Objective: Starting at the line that contains "[tag] one dot per instance, sample [144,475].", print every remaining line of the entries, unchanged, and output nothing more.

◇ ◇ ◇ ◇ ◇ ◇ ◇

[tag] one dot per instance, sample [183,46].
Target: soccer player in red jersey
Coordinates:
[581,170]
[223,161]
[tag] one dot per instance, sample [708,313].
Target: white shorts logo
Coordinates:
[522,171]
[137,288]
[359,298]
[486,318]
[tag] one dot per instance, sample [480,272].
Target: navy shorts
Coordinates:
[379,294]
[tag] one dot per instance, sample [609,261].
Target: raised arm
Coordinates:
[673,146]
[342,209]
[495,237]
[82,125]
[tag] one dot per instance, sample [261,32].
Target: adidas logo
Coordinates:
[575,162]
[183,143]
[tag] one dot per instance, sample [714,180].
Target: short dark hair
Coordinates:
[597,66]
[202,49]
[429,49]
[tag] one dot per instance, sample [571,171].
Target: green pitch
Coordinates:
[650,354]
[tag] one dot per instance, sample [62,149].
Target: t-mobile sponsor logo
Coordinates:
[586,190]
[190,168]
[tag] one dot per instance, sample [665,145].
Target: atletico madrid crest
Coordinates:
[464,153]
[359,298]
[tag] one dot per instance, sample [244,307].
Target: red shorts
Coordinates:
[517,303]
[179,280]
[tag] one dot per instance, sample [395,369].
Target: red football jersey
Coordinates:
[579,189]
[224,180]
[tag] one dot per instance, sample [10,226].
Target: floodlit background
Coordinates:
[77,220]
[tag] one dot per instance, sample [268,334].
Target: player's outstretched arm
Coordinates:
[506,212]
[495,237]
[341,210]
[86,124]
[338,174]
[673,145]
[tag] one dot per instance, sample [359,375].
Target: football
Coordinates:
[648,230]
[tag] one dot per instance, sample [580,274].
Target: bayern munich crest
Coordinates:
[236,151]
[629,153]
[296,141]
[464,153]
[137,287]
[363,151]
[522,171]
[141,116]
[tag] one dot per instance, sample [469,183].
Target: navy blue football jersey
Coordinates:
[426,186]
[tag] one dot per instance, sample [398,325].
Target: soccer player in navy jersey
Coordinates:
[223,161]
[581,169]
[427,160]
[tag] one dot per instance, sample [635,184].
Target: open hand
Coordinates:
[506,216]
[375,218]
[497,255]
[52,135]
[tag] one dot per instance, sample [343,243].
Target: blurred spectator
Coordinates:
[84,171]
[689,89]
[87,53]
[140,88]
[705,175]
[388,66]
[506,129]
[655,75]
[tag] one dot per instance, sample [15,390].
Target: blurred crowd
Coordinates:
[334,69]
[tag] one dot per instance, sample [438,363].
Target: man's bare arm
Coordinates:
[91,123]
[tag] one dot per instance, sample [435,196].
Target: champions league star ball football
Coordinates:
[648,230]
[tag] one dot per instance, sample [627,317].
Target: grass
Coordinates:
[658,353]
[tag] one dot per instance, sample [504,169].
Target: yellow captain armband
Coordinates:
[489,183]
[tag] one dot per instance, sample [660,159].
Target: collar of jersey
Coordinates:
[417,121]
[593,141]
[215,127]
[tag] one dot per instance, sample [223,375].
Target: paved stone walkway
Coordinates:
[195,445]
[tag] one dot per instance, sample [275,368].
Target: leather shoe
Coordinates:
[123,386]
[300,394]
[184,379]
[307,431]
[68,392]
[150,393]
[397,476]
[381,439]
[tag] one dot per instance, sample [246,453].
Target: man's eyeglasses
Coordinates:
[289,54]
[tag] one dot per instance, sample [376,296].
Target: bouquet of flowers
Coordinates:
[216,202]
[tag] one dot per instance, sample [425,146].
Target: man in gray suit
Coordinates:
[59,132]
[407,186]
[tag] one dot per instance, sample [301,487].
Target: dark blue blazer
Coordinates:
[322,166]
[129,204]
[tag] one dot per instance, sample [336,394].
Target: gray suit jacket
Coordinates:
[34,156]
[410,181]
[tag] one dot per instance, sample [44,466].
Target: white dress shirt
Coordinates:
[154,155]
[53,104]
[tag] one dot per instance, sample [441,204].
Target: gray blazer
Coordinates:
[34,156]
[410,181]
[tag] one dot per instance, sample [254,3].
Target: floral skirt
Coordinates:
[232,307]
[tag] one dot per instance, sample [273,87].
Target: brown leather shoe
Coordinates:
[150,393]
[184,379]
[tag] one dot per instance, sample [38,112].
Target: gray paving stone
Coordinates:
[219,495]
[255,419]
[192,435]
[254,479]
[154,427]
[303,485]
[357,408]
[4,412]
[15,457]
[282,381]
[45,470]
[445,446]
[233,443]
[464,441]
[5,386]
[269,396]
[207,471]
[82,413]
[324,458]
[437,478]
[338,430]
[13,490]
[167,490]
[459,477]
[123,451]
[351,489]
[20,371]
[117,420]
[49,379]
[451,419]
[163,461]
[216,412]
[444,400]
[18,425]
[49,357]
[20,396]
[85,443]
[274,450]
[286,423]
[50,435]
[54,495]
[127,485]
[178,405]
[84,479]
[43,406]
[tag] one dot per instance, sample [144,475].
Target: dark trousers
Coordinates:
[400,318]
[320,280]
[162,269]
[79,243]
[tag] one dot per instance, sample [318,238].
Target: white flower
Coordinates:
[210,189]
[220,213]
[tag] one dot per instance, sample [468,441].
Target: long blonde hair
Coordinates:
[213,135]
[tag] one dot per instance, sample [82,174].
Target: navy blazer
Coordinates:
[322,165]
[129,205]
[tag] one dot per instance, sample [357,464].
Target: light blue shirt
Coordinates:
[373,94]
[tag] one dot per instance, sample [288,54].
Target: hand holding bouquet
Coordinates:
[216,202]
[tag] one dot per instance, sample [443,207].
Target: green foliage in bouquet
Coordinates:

◇ ◇ ◇ ◇ ◇ ◇ ◇

Result of this task:
[tag] one dot per instance, sample [144,475].
Target: dark trousers
Coordinates:
[400,318]
[320,280]
[162,269]
[79,243]
[tag] one dot per instance, sample [318,238].
Target: white flower
Coordinates:
[210,189]
[220,213]
[tag] one dot per instance, sample [468,441].
Target: long blonde hair
Coordinates:
[213,135]
[tag] one dot per instance, sample [82,174].
Target: navy blazer
Coordinates:
[322,165]
[129,205]
[tag] one dot per instance, sample [357,464].
Target: light blue shirt
Coordinates:
[373,94]
[tag] one dot per instance, sample [288,54].
Target: hand holding bouquet
Coordinates:
[216,202]
[tag] one dot per instance, sample [443,207].
Target: green foliage in bouquet
Coordinates:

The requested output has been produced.